> [Entries from a dataset]
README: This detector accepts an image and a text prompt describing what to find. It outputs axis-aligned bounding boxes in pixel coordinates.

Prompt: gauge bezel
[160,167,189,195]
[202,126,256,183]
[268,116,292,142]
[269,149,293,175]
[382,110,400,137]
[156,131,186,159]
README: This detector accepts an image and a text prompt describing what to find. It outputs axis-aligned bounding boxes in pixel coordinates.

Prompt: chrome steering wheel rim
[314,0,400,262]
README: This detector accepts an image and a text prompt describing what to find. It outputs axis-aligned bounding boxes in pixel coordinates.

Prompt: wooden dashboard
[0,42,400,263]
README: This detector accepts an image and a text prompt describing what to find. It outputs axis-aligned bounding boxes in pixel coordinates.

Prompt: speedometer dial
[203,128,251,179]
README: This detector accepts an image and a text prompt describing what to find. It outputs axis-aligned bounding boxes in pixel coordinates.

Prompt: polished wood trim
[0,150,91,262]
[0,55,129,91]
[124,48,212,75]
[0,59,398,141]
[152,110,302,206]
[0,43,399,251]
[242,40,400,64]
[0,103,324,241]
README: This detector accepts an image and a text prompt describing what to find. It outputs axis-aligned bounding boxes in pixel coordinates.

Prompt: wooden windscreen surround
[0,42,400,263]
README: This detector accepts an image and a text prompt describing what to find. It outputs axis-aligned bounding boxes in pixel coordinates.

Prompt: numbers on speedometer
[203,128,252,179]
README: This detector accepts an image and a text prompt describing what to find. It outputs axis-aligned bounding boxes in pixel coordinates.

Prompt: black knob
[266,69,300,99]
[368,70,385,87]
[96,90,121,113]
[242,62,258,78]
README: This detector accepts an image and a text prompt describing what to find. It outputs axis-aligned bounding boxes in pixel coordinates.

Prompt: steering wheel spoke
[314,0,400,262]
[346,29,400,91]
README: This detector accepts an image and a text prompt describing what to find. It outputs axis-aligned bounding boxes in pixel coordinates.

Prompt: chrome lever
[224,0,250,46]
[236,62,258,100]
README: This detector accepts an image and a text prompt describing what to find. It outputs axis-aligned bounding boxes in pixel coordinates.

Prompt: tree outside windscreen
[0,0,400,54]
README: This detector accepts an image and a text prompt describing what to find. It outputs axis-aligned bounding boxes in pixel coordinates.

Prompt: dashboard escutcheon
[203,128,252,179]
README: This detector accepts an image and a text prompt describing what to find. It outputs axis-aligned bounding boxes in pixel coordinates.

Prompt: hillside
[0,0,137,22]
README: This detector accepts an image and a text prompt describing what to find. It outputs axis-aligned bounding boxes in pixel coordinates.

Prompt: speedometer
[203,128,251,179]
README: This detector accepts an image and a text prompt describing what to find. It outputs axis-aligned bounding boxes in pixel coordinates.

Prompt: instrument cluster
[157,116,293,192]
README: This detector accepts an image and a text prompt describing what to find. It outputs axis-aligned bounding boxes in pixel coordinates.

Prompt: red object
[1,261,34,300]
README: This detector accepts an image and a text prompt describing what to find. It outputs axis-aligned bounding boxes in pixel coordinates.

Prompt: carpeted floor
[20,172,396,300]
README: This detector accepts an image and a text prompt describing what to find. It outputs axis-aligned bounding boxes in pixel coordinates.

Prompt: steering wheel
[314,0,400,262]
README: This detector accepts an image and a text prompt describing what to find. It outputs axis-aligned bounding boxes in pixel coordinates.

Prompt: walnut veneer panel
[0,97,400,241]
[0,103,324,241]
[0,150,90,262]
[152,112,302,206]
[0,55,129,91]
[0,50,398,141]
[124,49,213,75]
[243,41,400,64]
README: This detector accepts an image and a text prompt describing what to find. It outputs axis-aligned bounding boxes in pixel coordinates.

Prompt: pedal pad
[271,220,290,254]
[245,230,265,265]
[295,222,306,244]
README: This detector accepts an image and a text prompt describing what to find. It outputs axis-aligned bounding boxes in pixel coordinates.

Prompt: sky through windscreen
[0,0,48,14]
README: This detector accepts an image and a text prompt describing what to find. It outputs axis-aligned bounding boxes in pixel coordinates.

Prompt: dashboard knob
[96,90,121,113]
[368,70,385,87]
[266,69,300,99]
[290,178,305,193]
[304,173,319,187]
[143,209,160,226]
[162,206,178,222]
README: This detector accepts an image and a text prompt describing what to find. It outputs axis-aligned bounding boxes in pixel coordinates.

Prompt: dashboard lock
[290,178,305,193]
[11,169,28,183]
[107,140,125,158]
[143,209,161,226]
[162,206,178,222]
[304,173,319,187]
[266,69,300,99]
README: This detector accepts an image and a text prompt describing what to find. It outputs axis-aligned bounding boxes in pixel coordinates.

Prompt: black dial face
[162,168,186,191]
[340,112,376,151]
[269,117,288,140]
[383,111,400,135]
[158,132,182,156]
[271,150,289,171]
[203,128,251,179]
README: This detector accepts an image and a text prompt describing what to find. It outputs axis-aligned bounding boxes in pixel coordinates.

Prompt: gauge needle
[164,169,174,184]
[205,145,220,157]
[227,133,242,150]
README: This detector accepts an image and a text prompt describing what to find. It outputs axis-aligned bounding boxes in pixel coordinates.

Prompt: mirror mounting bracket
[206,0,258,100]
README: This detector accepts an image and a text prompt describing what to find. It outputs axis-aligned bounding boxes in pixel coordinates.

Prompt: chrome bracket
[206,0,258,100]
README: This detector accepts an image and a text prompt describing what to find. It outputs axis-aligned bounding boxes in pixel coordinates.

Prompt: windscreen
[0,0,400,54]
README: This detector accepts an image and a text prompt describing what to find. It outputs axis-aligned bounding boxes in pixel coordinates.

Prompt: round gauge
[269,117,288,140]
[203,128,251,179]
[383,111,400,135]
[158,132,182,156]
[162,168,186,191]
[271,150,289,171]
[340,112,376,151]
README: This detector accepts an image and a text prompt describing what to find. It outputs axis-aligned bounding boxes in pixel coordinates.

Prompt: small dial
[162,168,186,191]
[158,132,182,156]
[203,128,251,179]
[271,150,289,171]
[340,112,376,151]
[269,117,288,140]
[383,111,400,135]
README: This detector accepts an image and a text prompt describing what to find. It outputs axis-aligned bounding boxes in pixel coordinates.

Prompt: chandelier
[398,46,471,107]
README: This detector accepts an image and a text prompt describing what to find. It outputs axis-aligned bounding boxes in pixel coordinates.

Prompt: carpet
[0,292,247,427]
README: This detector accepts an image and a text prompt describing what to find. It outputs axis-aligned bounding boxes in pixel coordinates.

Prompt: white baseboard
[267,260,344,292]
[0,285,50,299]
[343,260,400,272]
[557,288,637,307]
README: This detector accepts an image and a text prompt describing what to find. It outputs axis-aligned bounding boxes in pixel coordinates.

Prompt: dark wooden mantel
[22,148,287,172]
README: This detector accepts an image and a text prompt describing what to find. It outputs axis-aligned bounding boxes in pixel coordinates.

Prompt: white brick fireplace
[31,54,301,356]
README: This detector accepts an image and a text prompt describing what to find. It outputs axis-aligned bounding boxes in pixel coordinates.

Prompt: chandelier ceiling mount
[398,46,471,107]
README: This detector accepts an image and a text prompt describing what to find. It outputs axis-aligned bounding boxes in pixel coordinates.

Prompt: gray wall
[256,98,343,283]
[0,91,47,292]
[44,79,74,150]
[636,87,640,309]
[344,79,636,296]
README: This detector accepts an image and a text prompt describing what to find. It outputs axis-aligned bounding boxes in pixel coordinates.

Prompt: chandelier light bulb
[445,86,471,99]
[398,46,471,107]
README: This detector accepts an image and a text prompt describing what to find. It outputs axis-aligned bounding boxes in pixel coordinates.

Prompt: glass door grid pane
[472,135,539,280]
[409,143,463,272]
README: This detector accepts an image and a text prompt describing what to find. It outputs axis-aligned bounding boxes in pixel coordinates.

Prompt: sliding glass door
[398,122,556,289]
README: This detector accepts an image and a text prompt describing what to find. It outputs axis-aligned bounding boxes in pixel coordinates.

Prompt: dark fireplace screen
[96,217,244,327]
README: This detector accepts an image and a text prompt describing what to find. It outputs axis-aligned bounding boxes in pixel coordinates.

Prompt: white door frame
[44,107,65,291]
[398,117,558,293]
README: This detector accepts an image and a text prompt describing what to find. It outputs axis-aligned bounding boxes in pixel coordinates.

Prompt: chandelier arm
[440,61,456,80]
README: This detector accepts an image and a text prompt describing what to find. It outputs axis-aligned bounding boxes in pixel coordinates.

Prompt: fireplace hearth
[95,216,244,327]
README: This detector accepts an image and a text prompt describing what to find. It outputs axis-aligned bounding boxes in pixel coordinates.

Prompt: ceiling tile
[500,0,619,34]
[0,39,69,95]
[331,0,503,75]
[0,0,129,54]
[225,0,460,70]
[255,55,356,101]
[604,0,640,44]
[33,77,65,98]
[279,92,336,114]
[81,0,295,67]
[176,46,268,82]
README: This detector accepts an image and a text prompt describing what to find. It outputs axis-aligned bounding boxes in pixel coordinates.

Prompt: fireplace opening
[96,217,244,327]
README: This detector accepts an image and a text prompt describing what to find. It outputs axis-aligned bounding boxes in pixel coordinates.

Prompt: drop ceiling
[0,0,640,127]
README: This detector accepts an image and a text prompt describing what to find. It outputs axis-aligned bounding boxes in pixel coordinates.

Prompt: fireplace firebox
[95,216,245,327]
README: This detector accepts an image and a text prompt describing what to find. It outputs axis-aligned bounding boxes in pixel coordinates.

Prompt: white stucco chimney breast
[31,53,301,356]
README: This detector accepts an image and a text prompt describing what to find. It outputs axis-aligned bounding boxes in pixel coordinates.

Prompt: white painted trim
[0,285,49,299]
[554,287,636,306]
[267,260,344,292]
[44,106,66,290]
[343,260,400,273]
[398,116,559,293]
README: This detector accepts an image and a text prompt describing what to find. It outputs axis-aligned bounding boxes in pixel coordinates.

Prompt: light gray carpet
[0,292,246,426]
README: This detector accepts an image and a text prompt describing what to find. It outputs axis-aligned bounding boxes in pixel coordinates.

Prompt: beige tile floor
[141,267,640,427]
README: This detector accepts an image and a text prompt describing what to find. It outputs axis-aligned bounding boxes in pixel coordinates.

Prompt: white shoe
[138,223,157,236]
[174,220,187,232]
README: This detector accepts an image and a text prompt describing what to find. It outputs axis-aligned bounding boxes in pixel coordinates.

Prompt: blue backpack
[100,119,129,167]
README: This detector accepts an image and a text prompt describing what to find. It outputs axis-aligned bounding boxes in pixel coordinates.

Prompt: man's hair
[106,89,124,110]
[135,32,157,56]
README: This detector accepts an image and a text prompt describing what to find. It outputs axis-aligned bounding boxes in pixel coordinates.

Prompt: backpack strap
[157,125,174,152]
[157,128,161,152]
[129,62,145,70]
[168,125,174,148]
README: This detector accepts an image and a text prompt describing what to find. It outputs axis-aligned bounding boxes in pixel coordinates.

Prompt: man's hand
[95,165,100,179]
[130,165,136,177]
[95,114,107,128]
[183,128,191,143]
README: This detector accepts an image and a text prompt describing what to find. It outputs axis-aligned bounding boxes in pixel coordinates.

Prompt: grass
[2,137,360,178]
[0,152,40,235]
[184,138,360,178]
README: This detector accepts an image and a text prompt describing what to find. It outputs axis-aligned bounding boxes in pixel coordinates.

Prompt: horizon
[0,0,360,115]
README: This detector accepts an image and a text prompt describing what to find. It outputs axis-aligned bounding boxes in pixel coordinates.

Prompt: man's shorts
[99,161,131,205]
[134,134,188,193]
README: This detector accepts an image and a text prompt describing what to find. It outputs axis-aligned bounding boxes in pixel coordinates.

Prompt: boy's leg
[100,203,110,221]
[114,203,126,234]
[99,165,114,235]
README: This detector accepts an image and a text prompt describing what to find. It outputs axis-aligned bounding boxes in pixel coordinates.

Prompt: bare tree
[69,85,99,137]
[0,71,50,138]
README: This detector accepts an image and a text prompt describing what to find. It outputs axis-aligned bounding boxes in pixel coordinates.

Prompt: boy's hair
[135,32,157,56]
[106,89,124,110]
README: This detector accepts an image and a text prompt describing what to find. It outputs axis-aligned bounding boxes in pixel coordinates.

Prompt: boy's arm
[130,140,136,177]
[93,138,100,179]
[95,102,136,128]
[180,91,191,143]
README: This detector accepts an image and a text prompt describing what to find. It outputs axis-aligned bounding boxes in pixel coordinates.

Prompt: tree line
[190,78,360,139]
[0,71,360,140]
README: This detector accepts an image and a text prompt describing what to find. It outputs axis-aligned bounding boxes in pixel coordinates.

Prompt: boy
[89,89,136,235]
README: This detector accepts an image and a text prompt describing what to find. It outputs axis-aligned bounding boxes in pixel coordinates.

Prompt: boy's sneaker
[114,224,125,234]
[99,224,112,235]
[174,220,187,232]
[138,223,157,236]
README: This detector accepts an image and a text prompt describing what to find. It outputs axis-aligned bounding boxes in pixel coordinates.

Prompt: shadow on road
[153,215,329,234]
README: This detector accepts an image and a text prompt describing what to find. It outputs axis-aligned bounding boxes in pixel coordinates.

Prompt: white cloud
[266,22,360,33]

> [What you have to do] Identify every line of the material above that contains the word "windscreen", treating uppercase and lowercase as different, and copy each of those lines.

> [Answer to this task]
Prompt: wooden windscreen surround
Prompt: tree outside windscreen
Prompt: sky through windscreen
Prompt: windscreen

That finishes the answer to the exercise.